Provided information
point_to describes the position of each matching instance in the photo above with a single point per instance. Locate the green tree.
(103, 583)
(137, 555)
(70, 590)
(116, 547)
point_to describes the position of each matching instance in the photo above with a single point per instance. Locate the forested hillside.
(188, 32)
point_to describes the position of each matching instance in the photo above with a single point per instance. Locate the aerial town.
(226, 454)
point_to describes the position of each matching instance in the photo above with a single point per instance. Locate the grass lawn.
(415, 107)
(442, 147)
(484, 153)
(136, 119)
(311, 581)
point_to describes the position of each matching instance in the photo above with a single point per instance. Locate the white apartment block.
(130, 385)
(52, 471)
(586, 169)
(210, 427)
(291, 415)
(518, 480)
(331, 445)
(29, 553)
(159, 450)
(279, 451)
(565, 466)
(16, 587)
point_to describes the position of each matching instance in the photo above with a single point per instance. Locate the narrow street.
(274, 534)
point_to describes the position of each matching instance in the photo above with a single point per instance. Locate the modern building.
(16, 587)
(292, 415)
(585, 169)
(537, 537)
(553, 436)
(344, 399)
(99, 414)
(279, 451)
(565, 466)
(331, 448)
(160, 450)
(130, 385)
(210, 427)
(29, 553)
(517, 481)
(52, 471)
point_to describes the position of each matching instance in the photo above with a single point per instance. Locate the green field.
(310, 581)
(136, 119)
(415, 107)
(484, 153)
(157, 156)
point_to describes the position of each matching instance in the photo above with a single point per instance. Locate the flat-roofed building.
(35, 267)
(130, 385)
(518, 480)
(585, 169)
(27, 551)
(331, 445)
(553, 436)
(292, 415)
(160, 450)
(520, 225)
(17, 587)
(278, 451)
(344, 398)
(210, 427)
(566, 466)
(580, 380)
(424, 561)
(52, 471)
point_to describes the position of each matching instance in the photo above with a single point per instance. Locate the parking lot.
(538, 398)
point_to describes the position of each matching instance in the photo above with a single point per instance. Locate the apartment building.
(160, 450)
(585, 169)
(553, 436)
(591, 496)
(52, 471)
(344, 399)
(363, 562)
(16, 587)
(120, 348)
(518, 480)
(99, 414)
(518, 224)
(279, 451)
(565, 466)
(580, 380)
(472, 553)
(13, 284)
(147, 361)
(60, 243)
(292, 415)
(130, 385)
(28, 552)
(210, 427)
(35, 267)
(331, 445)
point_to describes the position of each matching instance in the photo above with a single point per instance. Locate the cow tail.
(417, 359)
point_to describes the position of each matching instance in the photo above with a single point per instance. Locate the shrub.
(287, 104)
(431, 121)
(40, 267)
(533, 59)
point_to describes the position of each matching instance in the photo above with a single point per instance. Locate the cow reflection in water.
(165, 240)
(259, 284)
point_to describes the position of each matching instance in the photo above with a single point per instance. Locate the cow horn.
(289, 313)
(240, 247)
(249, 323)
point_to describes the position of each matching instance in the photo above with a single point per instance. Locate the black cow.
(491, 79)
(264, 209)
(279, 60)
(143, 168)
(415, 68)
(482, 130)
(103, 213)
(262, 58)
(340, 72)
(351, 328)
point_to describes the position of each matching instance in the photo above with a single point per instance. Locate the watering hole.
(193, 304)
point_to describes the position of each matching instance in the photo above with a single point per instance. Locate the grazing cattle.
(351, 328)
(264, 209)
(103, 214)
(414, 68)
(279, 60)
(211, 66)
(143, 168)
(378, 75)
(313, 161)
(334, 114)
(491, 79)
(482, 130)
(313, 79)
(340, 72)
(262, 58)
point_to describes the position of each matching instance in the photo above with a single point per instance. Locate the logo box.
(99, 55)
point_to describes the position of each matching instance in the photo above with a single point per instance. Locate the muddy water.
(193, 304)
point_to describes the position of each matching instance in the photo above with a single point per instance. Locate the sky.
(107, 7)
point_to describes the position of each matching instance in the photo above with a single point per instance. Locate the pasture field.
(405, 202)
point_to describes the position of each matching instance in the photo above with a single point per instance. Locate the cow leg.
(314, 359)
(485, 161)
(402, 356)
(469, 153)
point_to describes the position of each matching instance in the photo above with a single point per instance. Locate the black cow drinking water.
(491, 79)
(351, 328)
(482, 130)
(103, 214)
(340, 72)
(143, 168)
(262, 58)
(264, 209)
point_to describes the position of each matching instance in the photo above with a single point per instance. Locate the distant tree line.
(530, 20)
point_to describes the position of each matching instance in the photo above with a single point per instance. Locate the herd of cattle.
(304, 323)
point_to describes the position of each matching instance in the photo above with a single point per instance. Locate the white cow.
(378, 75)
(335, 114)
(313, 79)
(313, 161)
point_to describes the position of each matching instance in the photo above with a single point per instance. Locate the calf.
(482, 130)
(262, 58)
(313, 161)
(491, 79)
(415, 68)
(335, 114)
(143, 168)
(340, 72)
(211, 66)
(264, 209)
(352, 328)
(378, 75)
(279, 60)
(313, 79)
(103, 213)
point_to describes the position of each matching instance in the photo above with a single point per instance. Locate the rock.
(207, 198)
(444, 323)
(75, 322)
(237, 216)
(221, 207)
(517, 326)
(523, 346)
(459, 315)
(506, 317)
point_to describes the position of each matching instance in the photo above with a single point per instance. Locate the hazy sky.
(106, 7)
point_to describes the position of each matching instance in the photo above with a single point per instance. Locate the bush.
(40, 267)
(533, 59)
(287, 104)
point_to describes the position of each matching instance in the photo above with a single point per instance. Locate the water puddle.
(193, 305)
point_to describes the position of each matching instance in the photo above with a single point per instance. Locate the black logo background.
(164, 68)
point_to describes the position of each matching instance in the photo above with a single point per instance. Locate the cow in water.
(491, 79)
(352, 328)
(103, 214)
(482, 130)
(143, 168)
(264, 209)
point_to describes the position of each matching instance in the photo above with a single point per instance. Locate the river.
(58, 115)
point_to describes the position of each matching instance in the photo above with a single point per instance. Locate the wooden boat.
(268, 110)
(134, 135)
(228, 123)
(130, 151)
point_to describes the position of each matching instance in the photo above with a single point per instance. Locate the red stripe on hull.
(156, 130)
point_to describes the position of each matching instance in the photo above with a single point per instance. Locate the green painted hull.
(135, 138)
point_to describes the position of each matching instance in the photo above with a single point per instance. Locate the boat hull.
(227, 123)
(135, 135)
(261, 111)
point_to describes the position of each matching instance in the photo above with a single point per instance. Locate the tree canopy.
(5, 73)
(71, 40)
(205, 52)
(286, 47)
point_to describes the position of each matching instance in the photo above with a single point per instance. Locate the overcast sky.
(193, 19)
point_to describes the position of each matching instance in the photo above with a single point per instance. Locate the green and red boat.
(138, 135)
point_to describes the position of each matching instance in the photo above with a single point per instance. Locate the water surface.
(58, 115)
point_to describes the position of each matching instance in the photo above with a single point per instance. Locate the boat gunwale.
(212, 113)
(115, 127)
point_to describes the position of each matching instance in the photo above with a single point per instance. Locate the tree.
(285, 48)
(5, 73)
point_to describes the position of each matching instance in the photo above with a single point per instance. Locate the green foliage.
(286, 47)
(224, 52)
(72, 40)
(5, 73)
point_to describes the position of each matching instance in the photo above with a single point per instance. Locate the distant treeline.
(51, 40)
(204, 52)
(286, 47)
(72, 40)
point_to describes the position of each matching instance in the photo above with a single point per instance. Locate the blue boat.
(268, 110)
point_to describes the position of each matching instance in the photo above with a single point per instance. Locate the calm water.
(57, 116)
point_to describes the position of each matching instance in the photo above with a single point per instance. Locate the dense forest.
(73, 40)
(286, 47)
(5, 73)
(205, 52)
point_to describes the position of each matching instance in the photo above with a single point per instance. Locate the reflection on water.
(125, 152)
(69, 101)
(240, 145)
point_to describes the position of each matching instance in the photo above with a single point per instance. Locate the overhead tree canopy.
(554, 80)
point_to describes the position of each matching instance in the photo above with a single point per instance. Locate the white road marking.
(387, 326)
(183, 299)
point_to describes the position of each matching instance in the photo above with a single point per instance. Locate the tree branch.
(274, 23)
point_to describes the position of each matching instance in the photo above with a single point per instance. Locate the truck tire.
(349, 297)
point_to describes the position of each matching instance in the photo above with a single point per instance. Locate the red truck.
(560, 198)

Given request
Starting with the line that contains "the boat gunwale.", return each line through the last one of the data above, exactly as written and nothing more.

Problem solution
point_to describes the position of each matching instance in the photo above with a single point per instance. Locate the boat gunwale.
(212, 113)
(115, 127)
point_to describes the position of each matching instance in the photo above with a single point per instance. Locate the tree.
(285, 48)
(5, 73)
point_to describes the position of each matching instance in the photo above with a single point per instance. Locate the green foliage.
(286, 47)
(224, 52)
(72, 40)
(5, 73)
point_to describes the position of each matching instance in the photo above with a single point per instance. Locate the distant treeline.
(51, 40)
(204, 52)
(286, 47)
(72, 40)
point_to describes the position of each matching instance in the photo above with a single point per instance. Locate the blue boat.
(268, 110)
point_to describes the position of each matching instance in the photo above with a single point per instance. Locate the calm water.
(57, 116)
point_to describes the position of each matching instance in the photo above with a single point per instance. Locate the dense forest.
(73, 40)
(286, 47)
(5, 73)
(205, 52)
point_to describes the position of each matching instance in the photo above with a single point per instance. Locate the reflection on water.
(125, 152)
(69, 101)
(240, 145)
point_to describes the position of each matching instance in the photo above with a single point per instance. Locate the overhead tree canopy.
(554, 80)
point_to describes the position of each matching instance in the photo above with a single point per instance. Locate the white road marking.
(387, 326)
(183, 299)
point_to describes the position of each matching instance in the photo above with a single point per instance. Locate the tree branch.
(274, 23)
point_to describes the position of each matching instance in the photo above with a single point per instance. Locate the truck tire.
(349, 297)
point_to describes the position of each matching instance in the photo above with a single point per instance. Locate the red truck.
(560, 198)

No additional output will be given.